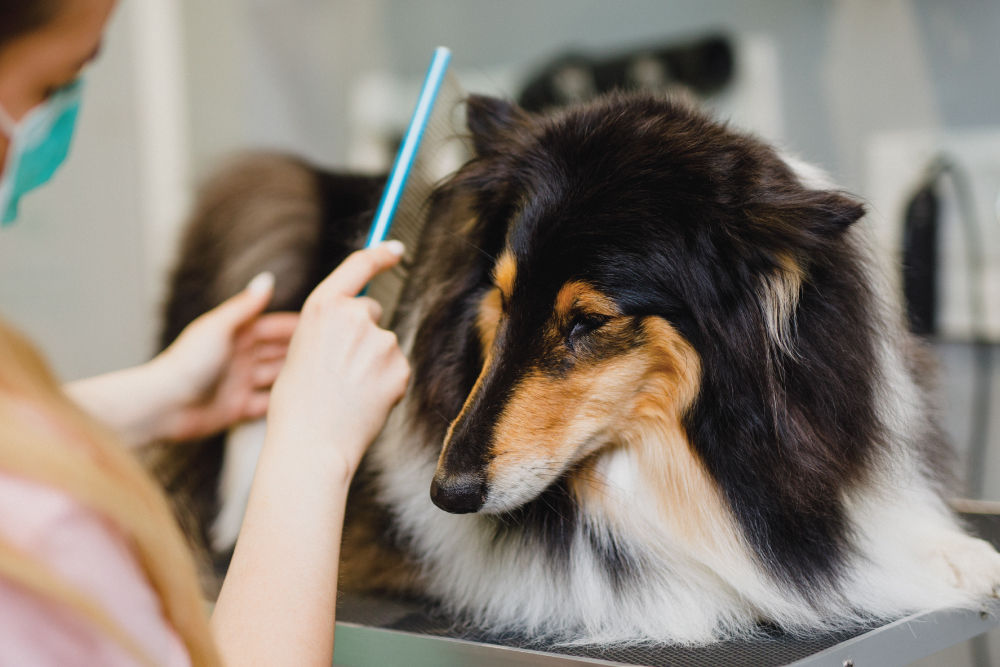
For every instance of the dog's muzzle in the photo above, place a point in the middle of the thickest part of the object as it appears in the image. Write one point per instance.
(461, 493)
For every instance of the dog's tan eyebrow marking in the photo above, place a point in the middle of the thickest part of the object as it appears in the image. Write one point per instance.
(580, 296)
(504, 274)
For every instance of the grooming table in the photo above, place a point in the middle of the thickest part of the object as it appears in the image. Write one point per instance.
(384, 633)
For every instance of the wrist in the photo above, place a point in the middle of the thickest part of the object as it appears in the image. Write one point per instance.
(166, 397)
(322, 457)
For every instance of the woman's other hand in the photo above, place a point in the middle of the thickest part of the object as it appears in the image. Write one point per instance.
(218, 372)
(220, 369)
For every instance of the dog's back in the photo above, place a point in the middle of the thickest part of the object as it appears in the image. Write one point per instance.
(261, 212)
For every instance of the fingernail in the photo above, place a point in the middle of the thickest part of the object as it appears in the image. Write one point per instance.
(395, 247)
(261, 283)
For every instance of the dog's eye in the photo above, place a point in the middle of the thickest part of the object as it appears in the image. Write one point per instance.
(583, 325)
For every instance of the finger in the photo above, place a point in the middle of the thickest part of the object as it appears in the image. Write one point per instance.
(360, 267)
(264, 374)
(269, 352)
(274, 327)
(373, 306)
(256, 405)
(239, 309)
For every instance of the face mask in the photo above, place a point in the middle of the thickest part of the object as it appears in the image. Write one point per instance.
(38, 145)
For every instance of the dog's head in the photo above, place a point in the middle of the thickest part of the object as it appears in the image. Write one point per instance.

> [Task prompt]:
Starting with the line that contains "For every instance of the grooming" and going on through the last of the rows above, write every line out again, requests included, and shift each point's coordinates by adding 97 to both numbers.

> [Result of the task]:
For every instance of the grooming table in the photo above, place a point in the middle of the thickest part of the object as it appears in the image. Write one point per instance.
(481, 730)
For every instance of the wrist in the photo above, place a point in the middle of the thickest part of the object as it appears in the image. Write one point per instance.
(263, 494)
(419, 554)
For every instance of the woman's other hand in the photo above, place a point in the middle of the thickest part of the object as it appears in the image. Write one point per instance.
(315, 469)
(317, 466)
For every instance of the dog's back in the photo above, place a point in the middle of the thickest part of the object as it appears in the image. Write one point per instance.
(358, 309)
For every instance of the fingernail in the photo above, place a point in the middle of the thickest part of the object as it appears in the image. Write one point per instance.
(492, 344)
(358, 380)
For every instance of the dog's eye in the photo above, place a point in the middle of the thickest part of the object as it appears in the image. Write one point per instance.
(680, 422)
For every instance of the finger in the photo above, place a point in the middle of the thickest part of the object as it appears in the image. Write one point per instance.
(457, 364)
(361, 471)
(366, 449)
(371, 424)
(470, 403)
(353, 502)
(336, 406)
For every instance of the face mask in the photo above, place a point in the middle of the thickest part of the object as it appears in the image. Write one point per instance.
(135, 242)
For every instance of the dog's head in the photo above, place a point in the middle of the thickest part of the object as it appears in the image. Write one point per instance.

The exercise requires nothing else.